> _Data to process_
▬▬▬▬▬▬

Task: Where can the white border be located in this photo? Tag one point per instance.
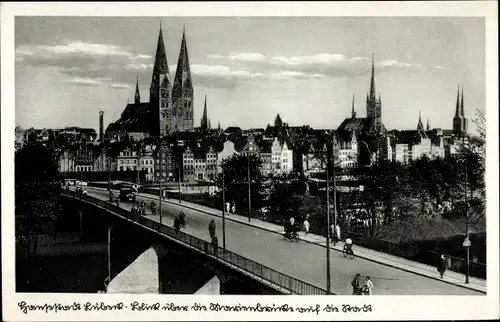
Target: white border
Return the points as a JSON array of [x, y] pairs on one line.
[[390, 308]]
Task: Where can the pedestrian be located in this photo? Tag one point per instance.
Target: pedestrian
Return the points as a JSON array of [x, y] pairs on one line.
[[368, 286], [355, 284], [442, 266], [337, 234], [306, 226]]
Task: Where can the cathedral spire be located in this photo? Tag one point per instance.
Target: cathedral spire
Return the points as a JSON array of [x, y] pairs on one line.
[[462, 113], [160, 67], [204, 119], [457, 109], [353, 111], [372, 83], [137, 94], [183, 72], [420, 125]]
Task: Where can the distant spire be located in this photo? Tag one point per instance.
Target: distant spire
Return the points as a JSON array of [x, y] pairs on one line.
[[420, 125], [462, 113], [137, 94], [183, 72], [353, 112], [204, 119], [160, 67], [372, 83]]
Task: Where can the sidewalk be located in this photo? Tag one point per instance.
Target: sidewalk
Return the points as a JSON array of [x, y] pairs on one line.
[[361, 252]]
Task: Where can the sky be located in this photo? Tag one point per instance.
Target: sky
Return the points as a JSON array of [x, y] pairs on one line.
[[251, 68]]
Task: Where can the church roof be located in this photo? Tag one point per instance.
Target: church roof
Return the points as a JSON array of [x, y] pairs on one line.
[[183, 72]]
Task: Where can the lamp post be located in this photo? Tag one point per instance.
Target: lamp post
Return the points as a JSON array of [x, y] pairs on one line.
[[180, 165], [160, 195], [328, 227], [249, 185], [467, 242], [223, 209]]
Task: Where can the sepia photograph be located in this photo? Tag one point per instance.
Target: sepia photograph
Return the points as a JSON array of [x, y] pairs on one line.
[[249, 155]]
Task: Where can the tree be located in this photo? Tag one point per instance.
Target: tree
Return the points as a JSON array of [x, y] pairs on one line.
[[36, 196], [236, 181]]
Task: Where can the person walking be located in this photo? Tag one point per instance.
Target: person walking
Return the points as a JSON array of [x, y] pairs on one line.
[[355, 284], [368, 286], [442, 266], [306, 226]]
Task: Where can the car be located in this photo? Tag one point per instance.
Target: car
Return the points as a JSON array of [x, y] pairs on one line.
[[81, 191], [127, 194]]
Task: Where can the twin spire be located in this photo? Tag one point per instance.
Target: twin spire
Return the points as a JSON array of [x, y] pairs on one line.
[[183, 73], [459, 110]]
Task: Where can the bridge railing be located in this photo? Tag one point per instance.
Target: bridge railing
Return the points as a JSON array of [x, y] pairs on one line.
[[293, 285]]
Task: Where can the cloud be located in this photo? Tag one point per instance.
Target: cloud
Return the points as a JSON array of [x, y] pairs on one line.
[[218, 76], [319, 64], [87, 81], [244, 57], [119, 86], [295, 75], [81, 60]]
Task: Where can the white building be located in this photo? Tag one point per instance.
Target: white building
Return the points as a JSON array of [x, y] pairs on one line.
[[313, 159], [127, 160], [282, 156], [228, 150], [347, 152], [402, 153]]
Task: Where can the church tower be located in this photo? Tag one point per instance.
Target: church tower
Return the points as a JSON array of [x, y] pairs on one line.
[[374, 105], [460, 122], [182, 92], [160, 68], [167, 120], [137, 99], [204, 120]]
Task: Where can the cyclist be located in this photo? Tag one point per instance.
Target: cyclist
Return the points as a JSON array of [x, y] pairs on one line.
[[348, 245], [153, 208]]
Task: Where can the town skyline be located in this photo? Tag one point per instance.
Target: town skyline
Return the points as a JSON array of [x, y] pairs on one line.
[[95, 71]]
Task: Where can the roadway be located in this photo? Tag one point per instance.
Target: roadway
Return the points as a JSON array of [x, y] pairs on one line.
[[304, 261]]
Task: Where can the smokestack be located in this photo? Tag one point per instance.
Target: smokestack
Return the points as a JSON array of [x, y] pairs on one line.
[[101, 126]]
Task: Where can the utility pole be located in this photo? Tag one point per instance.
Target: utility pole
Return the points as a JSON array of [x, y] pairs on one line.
[[467, 247], [180, 163], [249, 187], [334, 199], [223, 209], [328, 226], [160, 151], [138, 165]]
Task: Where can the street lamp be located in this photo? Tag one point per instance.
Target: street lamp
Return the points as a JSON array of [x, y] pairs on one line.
[[467, 242], [328, 228], [223, 208], [250, 149]]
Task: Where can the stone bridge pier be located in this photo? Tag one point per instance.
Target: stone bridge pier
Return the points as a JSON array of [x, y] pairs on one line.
[[143, 261]]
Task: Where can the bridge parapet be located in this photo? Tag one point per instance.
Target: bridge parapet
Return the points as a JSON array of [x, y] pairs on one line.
[[282, 282]]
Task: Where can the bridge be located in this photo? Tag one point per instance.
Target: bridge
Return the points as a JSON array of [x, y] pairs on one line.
[[253, 256]]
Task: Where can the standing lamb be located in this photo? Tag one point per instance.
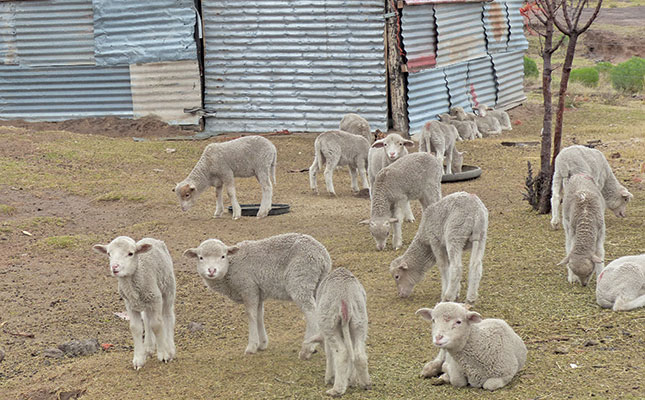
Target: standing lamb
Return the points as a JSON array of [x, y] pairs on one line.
[[456, 223], [439, 139], [583, 220], [338, 148], [354, 123], [283, 267], [621, 285], [341, 310], [473, 351], [583, 160], [220, 163], [146, 283], [415, 176]]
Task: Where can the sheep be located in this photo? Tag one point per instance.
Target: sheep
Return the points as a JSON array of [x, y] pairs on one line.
[[338, 148], [621, 285], [583, 221], [354, 123], [146, 283], [415, 176], [341, 311], [220, 163], [583, 160], [439, 138], [457, 222], [472, 351], [467, 129], [283, 267]]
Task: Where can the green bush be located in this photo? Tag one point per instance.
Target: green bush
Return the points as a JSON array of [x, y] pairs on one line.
[[629, 76], [588, 76], [530, 68]]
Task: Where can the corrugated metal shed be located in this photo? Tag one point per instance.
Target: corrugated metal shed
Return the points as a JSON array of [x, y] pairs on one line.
[[293, 64]]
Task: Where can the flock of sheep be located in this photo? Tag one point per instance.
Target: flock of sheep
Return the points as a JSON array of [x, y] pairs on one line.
[[296, 267]]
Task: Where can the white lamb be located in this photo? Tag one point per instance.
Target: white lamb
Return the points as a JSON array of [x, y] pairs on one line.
[[338, 148], [147, 285], [283, 267], [621, 285], [583, 160], [456, 223], [341, 310], [473, 351], [439, 139], [220, 163], [354, 123], [583, 220], [415, 176]]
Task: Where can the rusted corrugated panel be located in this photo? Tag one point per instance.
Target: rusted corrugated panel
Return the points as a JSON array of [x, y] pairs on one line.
[[56, 93], [293, 64], [482, 87], [509, 72], [165, 89], [128, 32], [517, 40], [418, 29], [496, 26], [427, 97], [460, 32]]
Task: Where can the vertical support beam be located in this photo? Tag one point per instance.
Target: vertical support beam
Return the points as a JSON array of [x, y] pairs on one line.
[[396, 79]]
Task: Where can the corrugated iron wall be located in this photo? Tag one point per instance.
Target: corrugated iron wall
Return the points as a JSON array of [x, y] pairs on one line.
[[293, 64], [58, 60]]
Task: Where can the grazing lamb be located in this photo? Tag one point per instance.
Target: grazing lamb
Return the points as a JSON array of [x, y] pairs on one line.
[[415, 176], [283, 267], [147, 285], [583, 219], [583, 160], [220, 163], [472, 351], [439, 139], [621, 285], [341, 310], [338, 148], [354, 123], [457, 222], [467, 129]]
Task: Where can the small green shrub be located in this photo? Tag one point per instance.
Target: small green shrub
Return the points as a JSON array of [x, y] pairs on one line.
[[530, 68], [588, 76], [629, 76]]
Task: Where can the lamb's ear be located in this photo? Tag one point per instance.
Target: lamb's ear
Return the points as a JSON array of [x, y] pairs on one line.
[[99, 248], [425, 313], [232, 250], [143, 248], [473, 317], [191, 253]]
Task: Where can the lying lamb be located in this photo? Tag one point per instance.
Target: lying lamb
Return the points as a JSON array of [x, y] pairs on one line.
[[341, 310], [354, 123], [415, 176], [220, 163], [621, 285], [583, 160], [457, 222], [439, 139], [473, 351], [283, 267], [338, 148], [583, 219], [147, 285]]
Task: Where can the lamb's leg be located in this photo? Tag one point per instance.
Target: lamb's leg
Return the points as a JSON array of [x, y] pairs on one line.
[[264, 179], [262, 333], [136, 328]]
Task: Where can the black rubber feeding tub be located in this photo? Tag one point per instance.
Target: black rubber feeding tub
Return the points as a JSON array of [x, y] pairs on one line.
[[467, 172], [251, 210]]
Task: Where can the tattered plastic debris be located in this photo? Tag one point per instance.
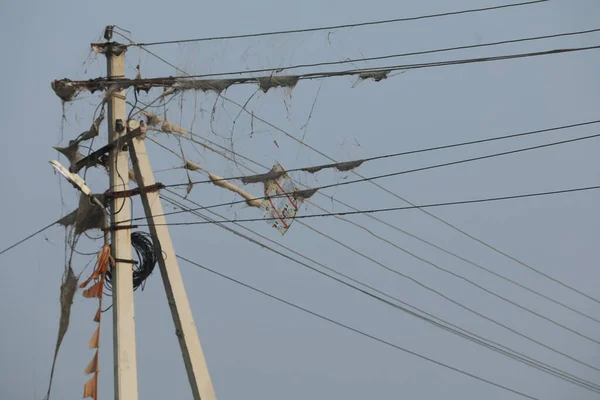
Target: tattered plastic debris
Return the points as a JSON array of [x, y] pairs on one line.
[[87, 216], [282, 203], [341, 166], [268, 82], [68, 288], [71, 152], [377, 76], [162, 125], [250, 199], [168, 127], [281, 200], [65, 89], [98, 276], [210, 85]]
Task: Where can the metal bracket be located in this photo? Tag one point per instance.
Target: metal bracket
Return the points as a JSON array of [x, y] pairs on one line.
[[96, 157], [119, 227], [139, 190], [125, 261]]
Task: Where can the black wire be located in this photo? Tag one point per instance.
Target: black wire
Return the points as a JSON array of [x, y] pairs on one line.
[[461, 332], [519, 196], [341, 26], [28, 237], [147, 255], [387, 175], [170, 81], [404, 153], [359, 331], [414, 53]]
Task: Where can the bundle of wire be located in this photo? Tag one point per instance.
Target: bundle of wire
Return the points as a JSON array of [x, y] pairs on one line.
[[147, 256]]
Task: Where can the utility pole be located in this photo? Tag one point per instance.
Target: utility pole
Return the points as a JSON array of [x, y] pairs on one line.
[[129, 136], [125, 361], [185, 328]]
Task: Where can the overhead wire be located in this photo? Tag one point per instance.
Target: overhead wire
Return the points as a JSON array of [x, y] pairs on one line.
[[190, 82], [391, 174], [426, 288], [371, 211], [333, 27], [450, 225], [362, 333], [399, 55], [28, 237], [443, 221], [420, 258], [386, 223], [361, 161], [461, 332]]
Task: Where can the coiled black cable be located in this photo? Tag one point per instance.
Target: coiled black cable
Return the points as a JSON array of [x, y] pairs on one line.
[[147, 256]]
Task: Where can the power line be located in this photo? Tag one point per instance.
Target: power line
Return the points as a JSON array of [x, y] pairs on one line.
[[452, 226], [398, 55], [370, 179], [494, 346], [375, 235], [360, 332], [372, 211], [331, 27], [28, 237], [266, 82], [466, 308], [358, 162]]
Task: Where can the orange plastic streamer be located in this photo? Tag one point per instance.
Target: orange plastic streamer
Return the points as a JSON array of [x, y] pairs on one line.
[[95, 291]]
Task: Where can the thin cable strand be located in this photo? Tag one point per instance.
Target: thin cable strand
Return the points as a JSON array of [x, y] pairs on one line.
[[331, 27], [376, 219], [469, 336], [399, 55], [361, 161], [452, 226], [420, 284]]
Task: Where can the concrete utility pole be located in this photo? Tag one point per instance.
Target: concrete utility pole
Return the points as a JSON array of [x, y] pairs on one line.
[[185, 328], [125, 362], [123, 136]]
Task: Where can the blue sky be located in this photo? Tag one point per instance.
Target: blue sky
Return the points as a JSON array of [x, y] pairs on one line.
[[258, 348]]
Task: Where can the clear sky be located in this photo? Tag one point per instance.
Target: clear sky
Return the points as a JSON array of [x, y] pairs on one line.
[[256, 347]]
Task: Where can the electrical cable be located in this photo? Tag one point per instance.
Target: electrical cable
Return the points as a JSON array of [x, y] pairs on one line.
[[398, 55], [379, 237], [371, 211], [29, 237], [370, 294], [444, 325], [369, 179], [147, 255], [332, 27], [190, 82], [361, 161], [450, 225], [363, 333]]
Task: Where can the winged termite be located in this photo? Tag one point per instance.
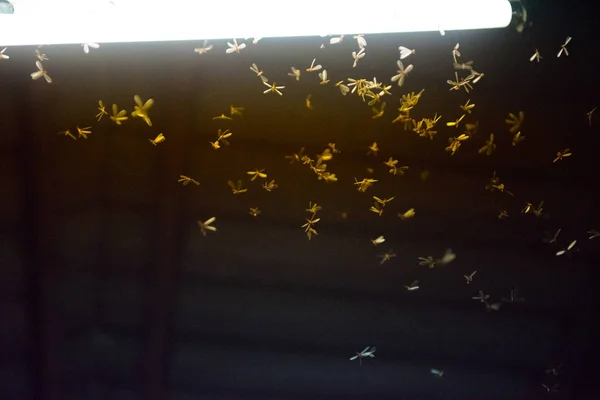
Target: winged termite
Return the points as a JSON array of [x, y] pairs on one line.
[[86, 46], [570, 249], [367, 352], [118, 116], [185, 180], [141, 109], [235, 111], [204, 49], [357, 56], [469, 278], [323, 77], [236, 187], [407, 214], [84, 132], [158, 139], [101, 109], [589, 114], [40, 72], [385, 257], [563, 47], [207, 226], [402, 72], [313, 67], [373, 149], [489, 146], [561, 155], [536, 56], [594, 233], [378, 113], [405, 52], [273, 88], [269, 186], [455, 52], [467, 107], [515, 121], [427, 261], [67, 133], [257, 173], [235, 47], [295, 73]]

▬▬▬▬▬▬

> _Job_
Copy the lines from the one containing "Task: Where can the roadway" up to and including the one containing "151], [138, 165]]", reproducing each without changes.

> _Solution to this exercise_
Task: Where can the roadway be located in this photo? Tag one point per instance.
Target: roadway
Return the points as a JSON array of [x, y] pairs on one line.
[[304, 261]]
Task: Where can the smokestack be located in this photo? Tag one point per instance.
Target: smokestack
Return the points as a JSON array of [x, y] pairs on one line.
[[101, 126]]
Task: Where can the utility pole be located in this photo? Tag one point per instance.
Target: utility pole
Return the points as a JSON array of [x, y] pairs on one line.
[[467, 247], [180, 163], [249, 187], [334, 199], [223, 209], [328, 226], [160, 151], [138, 165]]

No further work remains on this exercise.